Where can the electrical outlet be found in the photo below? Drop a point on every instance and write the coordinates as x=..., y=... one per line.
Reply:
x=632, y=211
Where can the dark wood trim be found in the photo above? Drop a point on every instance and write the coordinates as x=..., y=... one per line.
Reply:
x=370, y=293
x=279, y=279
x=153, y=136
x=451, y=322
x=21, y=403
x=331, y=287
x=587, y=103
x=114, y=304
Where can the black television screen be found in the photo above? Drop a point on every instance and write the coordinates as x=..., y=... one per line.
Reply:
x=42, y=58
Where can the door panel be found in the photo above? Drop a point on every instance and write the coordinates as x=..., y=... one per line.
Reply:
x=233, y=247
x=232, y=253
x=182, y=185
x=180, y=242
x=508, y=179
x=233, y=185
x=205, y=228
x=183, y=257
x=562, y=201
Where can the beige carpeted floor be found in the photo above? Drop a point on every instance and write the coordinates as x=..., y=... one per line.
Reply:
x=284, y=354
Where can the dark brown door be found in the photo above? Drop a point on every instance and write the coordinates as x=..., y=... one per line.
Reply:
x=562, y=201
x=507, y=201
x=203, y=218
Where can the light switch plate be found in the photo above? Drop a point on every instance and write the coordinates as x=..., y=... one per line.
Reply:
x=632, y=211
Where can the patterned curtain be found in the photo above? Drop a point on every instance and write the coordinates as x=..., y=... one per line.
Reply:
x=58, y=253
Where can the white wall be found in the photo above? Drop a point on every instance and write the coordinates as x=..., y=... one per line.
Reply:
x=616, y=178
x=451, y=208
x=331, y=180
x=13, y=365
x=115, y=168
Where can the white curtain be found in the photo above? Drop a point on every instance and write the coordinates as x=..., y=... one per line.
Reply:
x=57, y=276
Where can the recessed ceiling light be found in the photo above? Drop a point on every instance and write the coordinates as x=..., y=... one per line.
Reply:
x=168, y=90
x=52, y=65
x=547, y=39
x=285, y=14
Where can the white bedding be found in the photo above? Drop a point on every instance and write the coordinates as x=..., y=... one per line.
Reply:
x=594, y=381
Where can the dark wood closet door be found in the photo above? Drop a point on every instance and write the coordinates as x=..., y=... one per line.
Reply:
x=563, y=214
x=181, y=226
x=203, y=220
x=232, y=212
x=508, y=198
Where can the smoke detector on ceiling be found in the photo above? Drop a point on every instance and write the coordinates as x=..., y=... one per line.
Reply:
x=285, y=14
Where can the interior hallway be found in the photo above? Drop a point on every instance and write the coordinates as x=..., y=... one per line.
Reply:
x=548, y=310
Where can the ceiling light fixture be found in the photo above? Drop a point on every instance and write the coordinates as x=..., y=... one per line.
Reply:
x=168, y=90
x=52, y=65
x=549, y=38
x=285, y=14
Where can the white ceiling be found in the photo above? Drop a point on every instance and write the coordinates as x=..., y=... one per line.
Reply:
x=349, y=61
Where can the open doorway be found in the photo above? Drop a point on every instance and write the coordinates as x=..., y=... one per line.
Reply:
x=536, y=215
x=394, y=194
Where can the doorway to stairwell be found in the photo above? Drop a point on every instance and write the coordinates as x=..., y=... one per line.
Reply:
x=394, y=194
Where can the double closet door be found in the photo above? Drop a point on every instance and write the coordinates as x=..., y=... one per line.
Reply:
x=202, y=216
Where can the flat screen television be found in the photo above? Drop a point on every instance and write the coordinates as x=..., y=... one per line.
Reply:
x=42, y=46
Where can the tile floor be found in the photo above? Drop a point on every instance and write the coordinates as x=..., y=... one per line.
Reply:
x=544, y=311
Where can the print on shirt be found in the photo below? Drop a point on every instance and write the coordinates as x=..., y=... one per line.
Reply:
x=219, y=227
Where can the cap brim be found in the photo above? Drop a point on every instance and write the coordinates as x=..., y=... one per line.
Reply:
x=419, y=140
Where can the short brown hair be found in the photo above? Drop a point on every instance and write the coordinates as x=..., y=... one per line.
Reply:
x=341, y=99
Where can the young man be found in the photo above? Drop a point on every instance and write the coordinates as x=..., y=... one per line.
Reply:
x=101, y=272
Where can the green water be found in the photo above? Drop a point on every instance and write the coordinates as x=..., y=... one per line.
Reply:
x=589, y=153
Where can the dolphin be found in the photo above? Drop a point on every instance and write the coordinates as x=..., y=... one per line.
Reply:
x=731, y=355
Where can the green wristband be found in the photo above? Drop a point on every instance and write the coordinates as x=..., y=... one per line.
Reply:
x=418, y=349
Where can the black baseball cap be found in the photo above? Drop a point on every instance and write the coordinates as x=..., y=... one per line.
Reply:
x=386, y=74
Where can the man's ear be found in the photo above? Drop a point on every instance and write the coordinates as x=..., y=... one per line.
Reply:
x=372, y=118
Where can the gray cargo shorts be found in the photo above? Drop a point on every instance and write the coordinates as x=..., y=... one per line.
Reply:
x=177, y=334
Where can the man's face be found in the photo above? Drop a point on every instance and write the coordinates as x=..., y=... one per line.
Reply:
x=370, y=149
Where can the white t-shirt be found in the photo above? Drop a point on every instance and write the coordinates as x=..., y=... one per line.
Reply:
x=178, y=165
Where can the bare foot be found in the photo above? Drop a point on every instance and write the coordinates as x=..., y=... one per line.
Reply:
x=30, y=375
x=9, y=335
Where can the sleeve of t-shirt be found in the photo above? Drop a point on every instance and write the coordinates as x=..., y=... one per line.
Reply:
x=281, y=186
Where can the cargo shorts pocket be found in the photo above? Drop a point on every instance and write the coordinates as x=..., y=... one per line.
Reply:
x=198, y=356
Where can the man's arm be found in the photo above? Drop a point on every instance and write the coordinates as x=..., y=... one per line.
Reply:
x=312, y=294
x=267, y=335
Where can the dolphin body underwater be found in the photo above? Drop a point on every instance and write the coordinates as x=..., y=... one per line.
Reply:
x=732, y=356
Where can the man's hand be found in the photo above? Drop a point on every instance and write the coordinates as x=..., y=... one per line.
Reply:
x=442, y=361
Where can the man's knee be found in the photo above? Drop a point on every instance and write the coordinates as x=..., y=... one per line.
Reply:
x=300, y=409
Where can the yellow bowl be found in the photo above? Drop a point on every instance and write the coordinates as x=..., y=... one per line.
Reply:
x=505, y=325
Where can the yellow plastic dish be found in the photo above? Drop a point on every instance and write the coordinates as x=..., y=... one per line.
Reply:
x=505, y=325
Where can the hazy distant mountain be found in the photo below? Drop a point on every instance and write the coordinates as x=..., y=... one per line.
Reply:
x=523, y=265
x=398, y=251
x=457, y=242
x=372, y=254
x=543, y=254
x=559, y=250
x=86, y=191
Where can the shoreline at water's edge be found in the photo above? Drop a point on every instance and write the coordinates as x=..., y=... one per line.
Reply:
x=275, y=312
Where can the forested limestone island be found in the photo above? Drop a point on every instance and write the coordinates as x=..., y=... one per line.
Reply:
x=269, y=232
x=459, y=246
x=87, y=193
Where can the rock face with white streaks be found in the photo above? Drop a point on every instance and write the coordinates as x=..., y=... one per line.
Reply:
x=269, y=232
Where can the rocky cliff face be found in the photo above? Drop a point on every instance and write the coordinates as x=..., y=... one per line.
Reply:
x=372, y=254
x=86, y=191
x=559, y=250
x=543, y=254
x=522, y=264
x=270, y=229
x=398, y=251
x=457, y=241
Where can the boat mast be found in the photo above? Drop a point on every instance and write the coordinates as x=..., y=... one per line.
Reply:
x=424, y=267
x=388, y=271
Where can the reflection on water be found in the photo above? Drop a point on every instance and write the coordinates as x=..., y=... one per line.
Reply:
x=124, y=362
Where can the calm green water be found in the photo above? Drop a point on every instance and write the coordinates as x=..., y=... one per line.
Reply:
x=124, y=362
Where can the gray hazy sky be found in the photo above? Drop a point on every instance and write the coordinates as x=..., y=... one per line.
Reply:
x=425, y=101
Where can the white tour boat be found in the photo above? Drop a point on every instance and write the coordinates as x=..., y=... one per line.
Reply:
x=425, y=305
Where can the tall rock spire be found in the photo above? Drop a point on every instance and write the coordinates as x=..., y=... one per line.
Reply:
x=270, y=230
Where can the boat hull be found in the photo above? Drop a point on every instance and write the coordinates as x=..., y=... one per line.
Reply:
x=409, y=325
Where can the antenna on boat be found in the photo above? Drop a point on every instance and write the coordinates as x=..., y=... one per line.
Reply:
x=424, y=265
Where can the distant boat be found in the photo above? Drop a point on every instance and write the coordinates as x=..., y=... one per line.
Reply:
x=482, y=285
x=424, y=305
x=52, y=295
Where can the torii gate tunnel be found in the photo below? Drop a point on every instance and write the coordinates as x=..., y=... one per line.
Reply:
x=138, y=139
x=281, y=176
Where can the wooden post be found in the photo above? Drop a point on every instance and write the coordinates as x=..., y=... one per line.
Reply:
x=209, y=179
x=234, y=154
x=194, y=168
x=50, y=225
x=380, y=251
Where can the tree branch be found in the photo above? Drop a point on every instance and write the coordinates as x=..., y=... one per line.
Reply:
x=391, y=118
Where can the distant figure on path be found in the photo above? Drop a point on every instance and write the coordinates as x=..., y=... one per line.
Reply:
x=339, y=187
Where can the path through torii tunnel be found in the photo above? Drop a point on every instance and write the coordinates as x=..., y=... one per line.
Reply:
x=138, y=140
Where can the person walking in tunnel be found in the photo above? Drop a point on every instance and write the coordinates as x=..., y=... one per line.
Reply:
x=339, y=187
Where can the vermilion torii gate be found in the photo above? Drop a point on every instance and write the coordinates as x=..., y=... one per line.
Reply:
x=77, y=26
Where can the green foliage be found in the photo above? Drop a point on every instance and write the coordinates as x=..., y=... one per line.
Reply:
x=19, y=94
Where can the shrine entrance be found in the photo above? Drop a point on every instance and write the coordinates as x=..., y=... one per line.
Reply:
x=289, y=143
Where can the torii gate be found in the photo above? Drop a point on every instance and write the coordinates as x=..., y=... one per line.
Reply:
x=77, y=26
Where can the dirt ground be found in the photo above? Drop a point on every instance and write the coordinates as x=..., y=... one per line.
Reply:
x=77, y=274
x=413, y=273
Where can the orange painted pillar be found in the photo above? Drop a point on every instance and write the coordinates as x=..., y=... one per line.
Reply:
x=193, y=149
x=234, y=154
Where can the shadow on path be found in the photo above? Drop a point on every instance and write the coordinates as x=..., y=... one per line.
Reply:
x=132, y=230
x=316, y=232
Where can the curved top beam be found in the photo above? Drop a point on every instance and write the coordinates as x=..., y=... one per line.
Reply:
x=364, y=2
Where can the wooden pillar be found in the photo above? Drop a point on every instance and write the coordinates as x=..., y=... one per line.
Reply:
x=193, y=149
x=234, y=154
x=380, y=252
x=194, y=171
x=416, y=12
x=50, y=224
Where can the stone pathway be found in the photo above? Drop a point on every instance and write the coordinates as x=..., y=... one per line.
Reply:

-------------------------

• [EXERCISE]: Begin with the line that contains "Where can the curved" and end with the last line of the records; set down every line in that span exactly, and nothing else.

• [SOLVED EXERCISE]:
Where can the curved top beam be found in the photo above? Drop a point on every instance and write the coordinates as x=..., y=... one per line.
Reply:
x=364, y=2
Where can the wooden pillar be found in the photo above? Drop a point on every instance and write the coordinates as x=..., y=... one per line.
Reply:
x=193, y=149
x=234, y=154
x=380, y=252
x=194, y=171
x=416, y=12
x=50, y=224
Where can the stone pathway be found in the photo above? Drop a point on every instance and write the coordinates as x=..., y=... one per line.
Reply:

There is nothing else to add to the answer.